## [WHAT TO WORK ON]
Word for word, restate all the records; images are not part of the copy.

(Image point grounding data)
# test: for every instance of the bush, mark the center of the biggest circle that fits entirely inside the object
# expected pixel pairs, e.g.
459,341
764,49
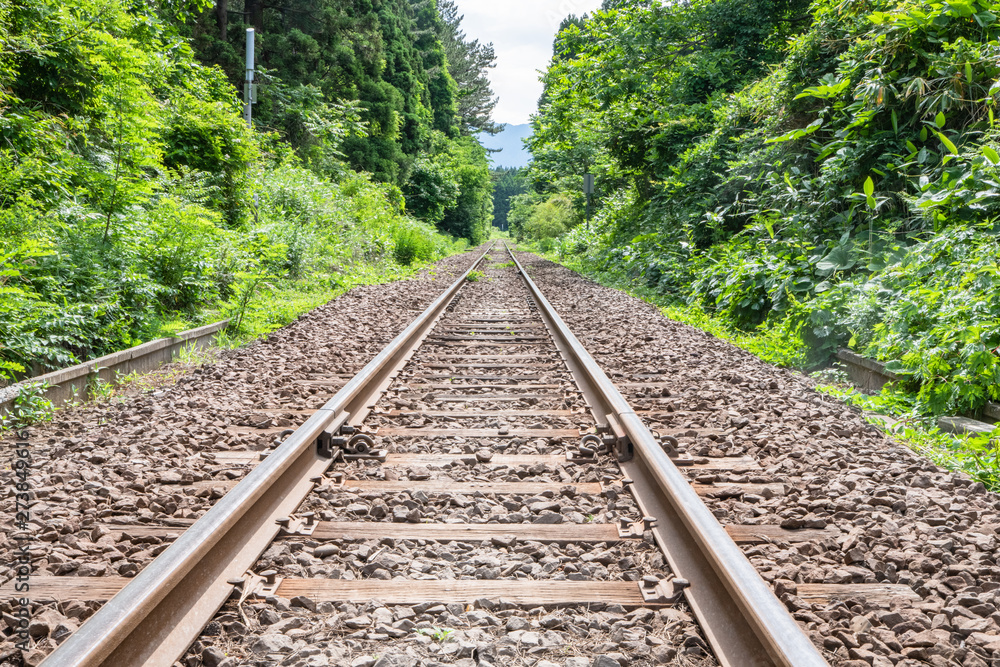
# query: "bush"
411,245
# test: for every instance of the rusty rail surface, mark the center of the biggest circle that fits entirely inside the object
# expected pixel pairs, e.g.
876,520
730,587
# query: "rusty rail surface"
153,620
745,623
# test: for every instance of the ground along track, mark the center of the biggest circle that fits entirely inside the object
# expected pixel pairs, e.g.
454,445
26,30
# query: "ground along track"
475,520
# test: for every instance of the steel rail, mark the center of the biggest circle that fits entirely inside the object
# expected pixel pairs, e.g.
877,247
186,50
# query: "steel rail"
152,621
746,625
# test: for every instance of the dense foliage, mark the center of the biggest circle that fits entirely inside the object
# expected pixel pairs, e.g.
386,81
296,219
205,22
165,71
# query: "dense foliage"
401,69
135,201
825,170
508,182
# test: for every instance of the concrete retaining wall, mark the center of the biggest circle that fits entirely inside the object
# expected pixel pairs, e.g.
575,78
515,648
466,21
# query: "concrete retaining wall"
870,376
71,383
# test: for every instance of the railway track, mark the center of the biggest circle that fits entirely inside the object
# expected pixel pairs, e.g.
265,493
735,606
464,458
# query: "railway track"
482,460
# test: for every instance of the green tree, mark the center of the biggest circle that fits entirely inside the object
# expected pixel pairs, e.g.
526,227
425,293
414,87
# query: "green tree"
507,183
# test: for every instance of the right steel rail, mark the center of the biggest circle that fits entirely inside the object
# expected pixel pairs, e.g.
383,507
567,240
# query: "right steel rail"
745,623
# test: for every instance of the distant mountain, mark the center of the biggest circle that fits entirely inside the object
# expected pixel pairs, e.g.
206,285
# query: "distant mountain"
513,153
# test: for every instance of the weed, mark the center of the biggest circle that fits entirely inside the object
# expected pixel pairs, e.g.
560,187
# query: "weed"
30,407
436,633
99,389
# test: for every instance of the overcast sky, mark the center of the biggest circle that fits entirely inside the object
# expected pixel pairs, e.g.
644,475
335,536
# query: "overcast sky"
522,32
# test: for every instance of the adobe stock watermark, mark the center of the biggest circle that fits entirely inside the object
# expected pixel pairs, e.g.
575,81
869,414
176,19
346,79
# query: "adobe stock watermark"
21,565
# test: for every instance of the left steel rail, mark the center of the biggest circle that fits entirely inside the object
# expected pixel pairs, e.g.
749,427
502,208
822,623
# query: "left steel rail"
152,621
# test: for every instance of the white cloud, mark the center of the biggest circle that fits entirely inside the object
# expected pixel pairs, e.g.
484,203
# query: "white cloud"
522,32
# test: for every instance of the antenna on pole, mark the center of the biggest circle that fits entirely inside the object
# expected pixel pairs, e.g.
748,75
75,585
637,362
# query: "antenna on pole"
249,87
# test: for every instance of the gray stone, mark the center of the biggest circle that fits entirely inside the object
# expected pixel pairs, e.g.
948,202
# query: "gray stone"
324,550
396,660
605,661
212,657
304,602
272,643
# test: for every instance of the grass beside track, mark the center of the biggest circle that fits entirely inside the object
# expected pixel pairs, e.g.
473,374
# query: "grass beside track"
892,410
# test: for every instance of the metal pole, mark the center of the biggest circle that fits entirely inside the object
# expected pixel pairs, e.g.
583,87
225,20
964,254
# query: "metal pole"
248,84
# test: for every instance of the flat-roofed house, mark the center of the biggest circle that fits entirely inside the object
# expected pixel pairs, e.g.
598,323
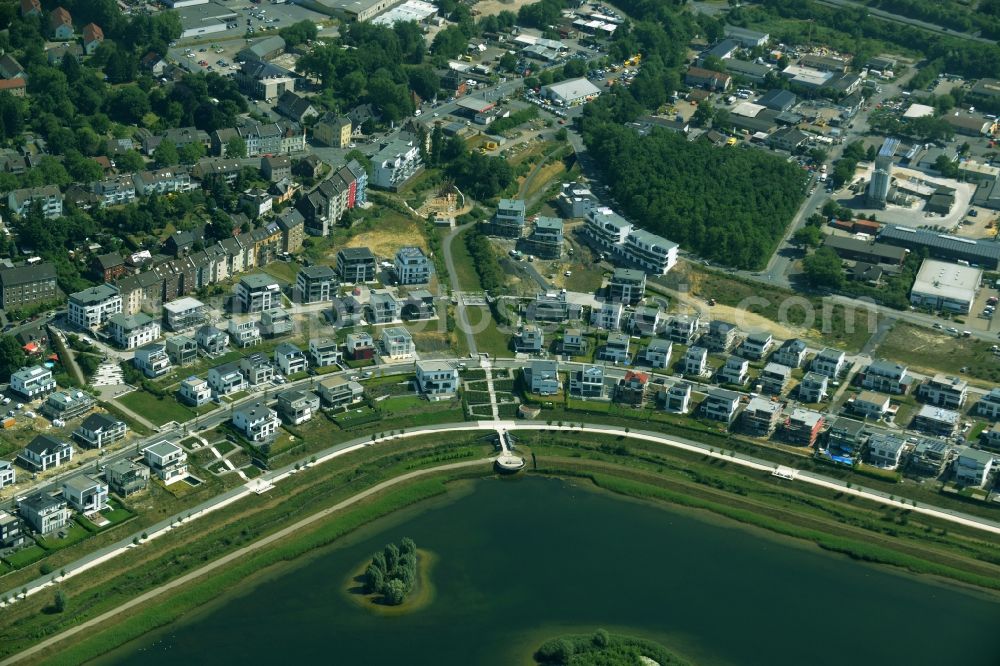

## [RESULT OF THE TASK]
# test: for every instance of the bush, mark the center of the biggest circle that fits entirely inside the object
# expected pixel pairs, e.g.
459,341
764,49
# query: "bush"
411,245
# test: for every instance of the rusty rail surface, mark the center of the biggest circle that fits entirely inside the object
# expected pixel pairs, e.g.
876,520
730,587
# query: "rusty rail surface"
153,620
745,623
# test: for every instance of the ground along track, mark the center of the biggest circle that fits entirely inside the object
# expected pixel pairs, e.g.
454,445
26,30
# query: "ground along track"
475,520
# test: for every instance of the steel rail, mark the center of the biggest circle that fits entirely inside the object
# expected pixel pairs, e.g.
877,247
186,50
# query: "steel rail"
152,621
746,625
# test: for every instance of the dense foliage, mark the center of the biggest circle that fits entirely inside the object
# expected pixel pairs, e.g.
386,81
296,219
205,22
165,71
# query: "dense foliage"
401,69
135,201
825,170
508,182
# test: for every instance of the concrete retaining wall, mark the center of the biggest circle that fits entirely inside the object
# expected pixel pairs, e.g.
575,78
515,648
466,21
# query: "concrete retaining wall"
870,376
71,383
# test: for every instance of the railway track, mark the center of the biggest circle that fits entirely inside the object
# expected pixel pairs, e.g.
265,493
735,606
464,458
# query: "railway track"
482,460
# test: for every instance of the green tree, mark the center of the biggest circle that fits entirely inside the object
# expected pixel pairs, e.g.
526,227
425,293
414,87
# query: "green tree"
507,183
# test: for every instance of the right steel rail, mark the center of the biggest circle that fits entirely inside the object
# expected pixel pairs, e.g.
383,507
567,240
# query: "right steel rail"
745,623
# test: for every instance of the distant mountain, mark the center of the biggest circle that fits entirely inside the object
# expected pixel pairs, e.g.
206,285
# query: "distant mountain"
513,153
# test: for every instance of the weed, mark the center of the biggest circle that fits entirely inside the object
# expected pixel pairs, e.g.
560,187
# query: "weed"
30,407
436,633
99,389
# test: for every instance of the overcast sky, mark the center of the biggest circle that fits entirely inside the object
# expected pixel pairs, e.g.
644,475
335,536
# query: "overcast sky"
522,32
# test: for every instance of the adobe stock watermark, mark the center of the biggest circle that fits entirely inside the object
# expected pixel pairs, e.g.
575,81
869,414
176,19
346,79
# query: "adobe stock watermark"
21,565
# test: for every instance of the left steel rail, mark the center of the biggest circle that fits entirely inside the object
# expected pixel pairs, e.g.
749,427
502,208
822,623
# query: "left steel rail"
152,621
# test: for every instance of the white cloud, mark the center of the biggest circle that fits entirely inside the object
# expected pixel pairs, e.g.
484,203
# query: "white cloud"
522,32
# test: for every instance of the antenna on pole, mark the center of the biggest circle that fits entirely inside the object
# expected pixel pairs, e.g.
748,75
75,585
637,362
# query: "antenna on pole"
249,87
# test: for every instance of the gray stone, mark the center of the biggest circle that fits entirely inside the object
# expected pixel pairs, e.g.
948,202
# query: "gray stone"
324,550
396,660
605,661
212,657
304,602
272,643
# test: for every instance of the grass beside track, mark the center of the biggest circle that fits entirely inside the object
# expected pixel pairs, e.g.
473,374
# query: "grass beside track"
892,410
# test: for every instance of the metal pole, mark the center of the biggest circle that fits entirely inside the object
# expected pixel pairs, e.g.
583,87
225,20
964,254
# query: "metal pole"
248,84
# test: for every instance of the flat-roofed house, mark the center of the biggest circle that fits entirely inside the object
# expected pixel pairs, e.g.
598,323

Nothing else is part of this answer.